Task goal → Return verbatim the line containing "Tag each instance of the dry" together with all lines that follow it, through the end of the records.

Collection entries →
□ □ □ □ □
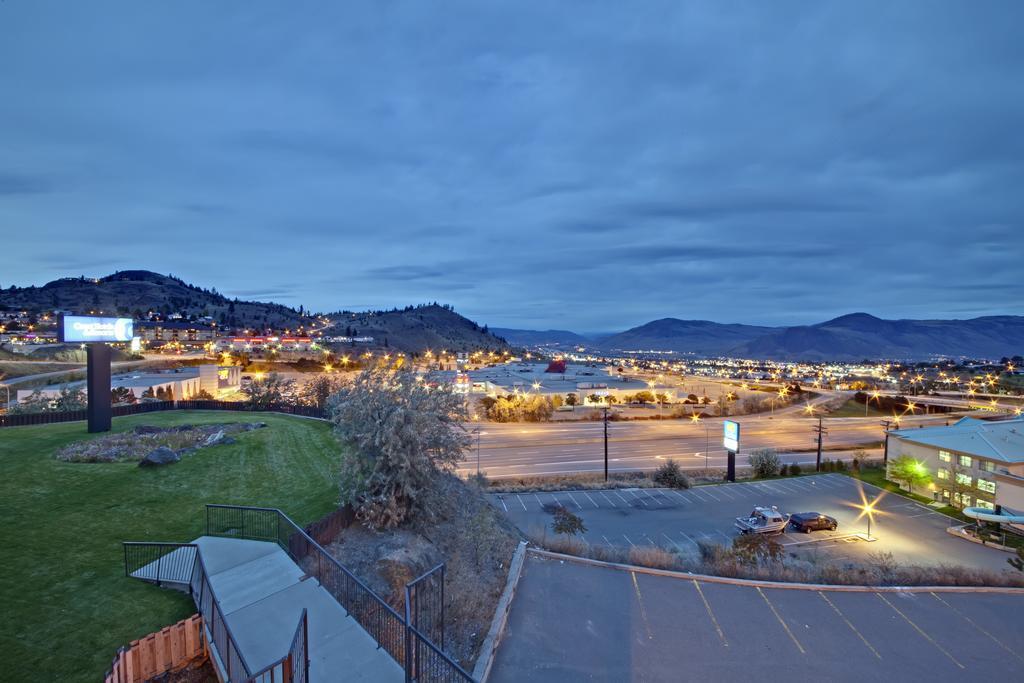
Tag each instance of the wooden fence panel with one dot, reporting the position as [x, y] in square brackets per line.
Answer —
[170, 648]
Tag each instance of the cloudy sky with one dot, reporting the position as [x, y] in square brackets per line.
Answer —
[579, 165]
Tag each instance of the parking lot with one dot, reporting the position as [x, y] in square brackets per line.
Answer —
[677, 520]
[577, 622]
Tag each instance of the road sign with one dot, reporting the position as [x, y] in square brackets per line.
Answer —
[730, 435]
[89, 329]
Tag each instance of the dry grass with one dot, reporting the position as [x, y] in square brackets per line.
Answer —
[715, 560]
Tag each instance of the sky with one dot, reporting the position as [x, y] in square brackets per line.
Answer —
[573, 165]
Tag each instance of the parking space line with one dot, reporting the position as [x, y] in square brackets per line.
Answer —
[780, 621]
[711, 613]
[673, 543]
[972, 623]
[921, 631]
[712, 495]
[695, 544]
[852, 627]
[643, 610]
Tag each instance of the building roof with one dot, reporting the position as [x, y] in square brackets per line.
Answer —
[1003, 440]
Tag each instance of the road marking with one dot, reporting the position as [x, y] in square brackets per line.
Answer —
[852, 627]
[673, 543]
[714, 621]
[972, 623]
[643, 610]
[695, 544]
[779, 617]
[717, 499]
[921, 631]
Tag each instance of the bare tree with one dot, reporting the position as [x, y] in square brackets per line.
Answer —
[400, 431]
□ □ □ □ □
Answer section →
Tag each instance of the dry grass with one dot, reporting the position as [x, y] in square brackets per line.
Answer —
[715, 560]
Tag each instance of the sky with one dot, reporting the position as [x, y] in square brackets per line.
Answer —
[573, 165]
Tag each instance of the parking space line with one dot, reporting the position as [x, y] in square brackets per line.
Answer —
[780, 621]
[711, 613]
[673, 543]
[972, 623]
[921, 631]
[712, 495]
[695, 544]
[852, 627]
[643, 610]
Tag each instance of the building roof with one dot, reporting the position as [x, y] in square brackets per line.
Answer —
[1003, 440]
Tag each instance of the road marking with one dot, reporting the position as [x, y] in square brackets per line.
Answer —
[852, 627]
[673, 543]
[714, 621]
[972, 623]
[643, 610]
[695, 544]
[779, 617]
[717, 499]
[921, 631]
Tag each instance of the bare tree with one dot, reporting the position as [x, y] in square brackets per line.
Answer —
[400, 431]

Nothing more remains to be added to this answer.